■ Текст для чтения ■
Татьяна Вайзер

Поэзия, перетекающая в свет: Рецензия на сборник стихов Е. Завершневой «Над морем». - М.: Р. Элинина, 2009.



Истоки и корни поэзии Е. Завершневой уводят к Целану и Дилану Томасу, отчасти – к Мандельштаму. Именно поэтому мне хотелось бы поговорить об одном значимом для этих авторов сюжете, присущем и ее поэзии. А именно о том, как через поэтическое слово перед нами разворачиваются аффективные пласты материального, которые – слой за слоем – раскрывают нам – собственное, коллективное и ничье уже – подсознательное: опыт земли, опыт времени, опыт стихии.
Что, прежде всего, представляет собой человек, вписанный в такой контекст аффективного материального? Он есть память. Память о своем прошлом. Память о прошлом, которое он не застал. Память о прошлом, которого не случилось. Память о будущем, которое станет прошлым. Такой человек все время переживает движение вперед к началу, из которого прошлое еще только начинает разворачиваться: «поплыли/как новобрачные/к началу своей/истории». Происходит коллапс тектонических пластов человеческого сознания, в котором одно движение направлено назад в прошлое, а другое – из прошлого вперед. На этом столкновении и строится поэтический нарратив Е. Завершневой: человек обнаруживает себя одновременно в прошлом, стертым, вытесненным из него и снова вписанным в него как свидетель времени в принципе, в котором уже содержится и прошлое, и будущее, и настоящее: «впадина памяти/невозможность речи/идти ко дну/чтобы подняться над/раскопками будущего... глубина, на которой не остается воспоминаний».  
Но он, этот человек, помимо памяти, есть еще и тело. Тело не антропометрическое, узнаваемое, а бесформенное, не имеющее границ, множественное, разомкнутое на бесконечность пространства. Это может быть тело боли, тело травмы, тело смерти, тело любви, или тело неги, но оно всегда бестелес(н)о, текуче, перетекаемо и неизменно преображаемо в новую еще неизведанную форму корпорального: «растерзанные/по камням/в пыль/в боль/в свет/утопленные в земле/поднимаемся/взойдем/новой пшеницей/под солнцем/неспящих».
Телесное человека и материальное мира сливается и образует ту бесформенную аффективную материальность, о которой я говорила выше. И наиболее сильный эффект поэтического в стихах Е. Завершневой строится как раз на том, что деформация привычных жизненных форм и узнаваемых материй высвобождает заложенную в них энергию.

■ Условие задачи 1 ■
К каким поэтам, согласно рецензии, восходят истоки поэзии Е. Завершневой?
Рецензия и приведённые далее строки никак не связаны между собой.

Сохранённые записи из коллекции
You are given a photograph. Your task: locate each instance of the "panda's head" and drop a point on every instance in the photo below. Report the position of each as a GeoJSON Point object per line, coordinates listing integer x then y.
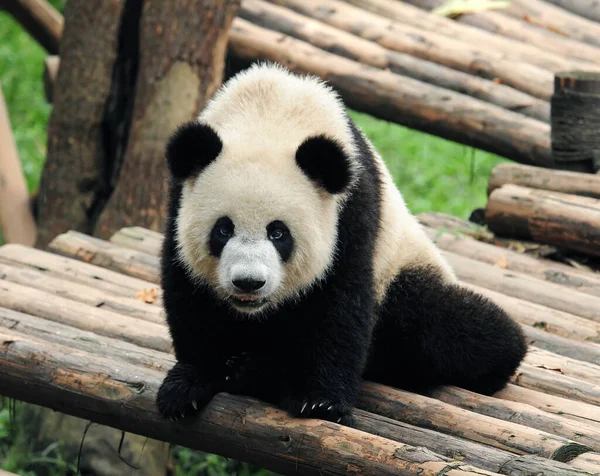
{"type": "Point", "coordinates": [265, 171]}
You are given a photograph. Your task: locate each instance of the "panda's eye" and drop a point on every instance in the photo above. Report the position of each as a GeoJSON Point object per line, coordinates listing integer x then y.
{"type": "Point", "coordinates": [276, 234]}
{"type": "Point", "coordinates": [225, 231]}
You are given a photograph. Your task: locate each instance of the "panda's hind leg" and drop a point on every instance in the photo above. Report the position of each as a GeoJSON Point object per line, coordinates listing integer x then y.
{"type": "Point", "coordinates": [431, 332]}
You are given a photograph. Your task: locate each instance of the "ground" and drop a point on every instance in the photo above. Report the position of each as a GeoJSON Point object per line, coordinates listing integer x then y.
{"type": "Point", "coordinates": [433, 175]}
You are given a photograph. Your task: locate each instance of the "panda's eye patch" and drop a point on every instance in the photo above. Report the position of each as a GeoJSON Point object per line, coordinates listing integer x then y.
{"type": "Point", "coordinates": [279, 234]}
{"type": "Point", "coordinates": [220, 234]}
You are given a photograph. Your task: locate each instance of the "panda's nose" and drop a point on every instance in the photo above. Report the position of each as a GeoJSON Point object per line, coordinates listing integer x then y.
{"type": "Point", "coordinates": [248, 285]}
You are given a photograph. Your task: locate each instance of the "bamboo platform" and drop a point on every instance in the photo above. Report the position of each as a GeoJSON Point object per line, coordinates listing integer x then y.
{"type": "Point", "coordinates": [82, 332]}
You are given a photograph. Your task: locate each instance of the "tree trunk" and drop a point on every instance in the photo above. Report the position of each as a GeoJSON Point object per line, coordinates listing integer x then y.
{"type": "Point", "coordinates": [575, 121]}
{"type": "Point", "coordinates": [573, 183]}
{"type": "Point", "coordinates": [181, 66]}
{"type": "Point", "coordinates": [77, 158]}
{"type": "Point", "coordinates": [39, 18]}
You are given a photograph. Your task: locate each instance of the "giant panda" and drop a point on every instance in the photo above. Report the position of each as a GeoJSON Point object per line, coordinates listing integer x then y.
{"type": "Point", "coordinates": [292, 268]}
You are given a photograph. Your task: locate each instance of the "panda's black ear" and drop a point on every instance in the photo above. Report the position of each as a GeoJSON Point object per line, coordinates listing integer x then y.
{"type": "Point", "coordinates": [324, 161]}
{"type": "Point", "coordinates": [191, 148]}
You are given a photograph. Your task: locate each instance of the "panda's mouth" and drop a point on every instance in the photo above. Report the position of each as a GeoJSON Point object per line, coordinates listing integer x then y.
{"type": "Point", "coordinates": [249, 301]}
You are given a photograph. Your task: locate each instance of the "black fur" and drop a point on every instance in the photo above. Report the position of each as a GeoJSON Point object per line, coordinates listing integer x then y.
{"type": "Point", "coordinates": [191, 148]}
{"type": "Point", "coordinates": [309, 356]}
{"type": "Point", "coordinates": [325, 162]}
{"type": "Point", "coordinates": [220, 235]}
{"type": "Point", "coordinates": [285, 244]}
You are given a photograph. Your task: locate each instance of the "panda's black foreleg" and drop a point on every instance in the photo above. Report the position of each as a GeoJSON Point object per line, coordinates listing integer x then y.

■ Условие задачи 2 ■
Верните все строки, в которых встречается слово «hind».

■ Подробное решение 1 ■
К Целану и Дилану Томасу, отчасти к Мандельштаму.

■ Подробное решение 2 ■
You are given a photograph. Your task: locate each instance of the "panda's hind leg" and drop a point on every instance in the photo above. Report the position of each as a GeoJSON Point object per line, coordinates listing integer x then y.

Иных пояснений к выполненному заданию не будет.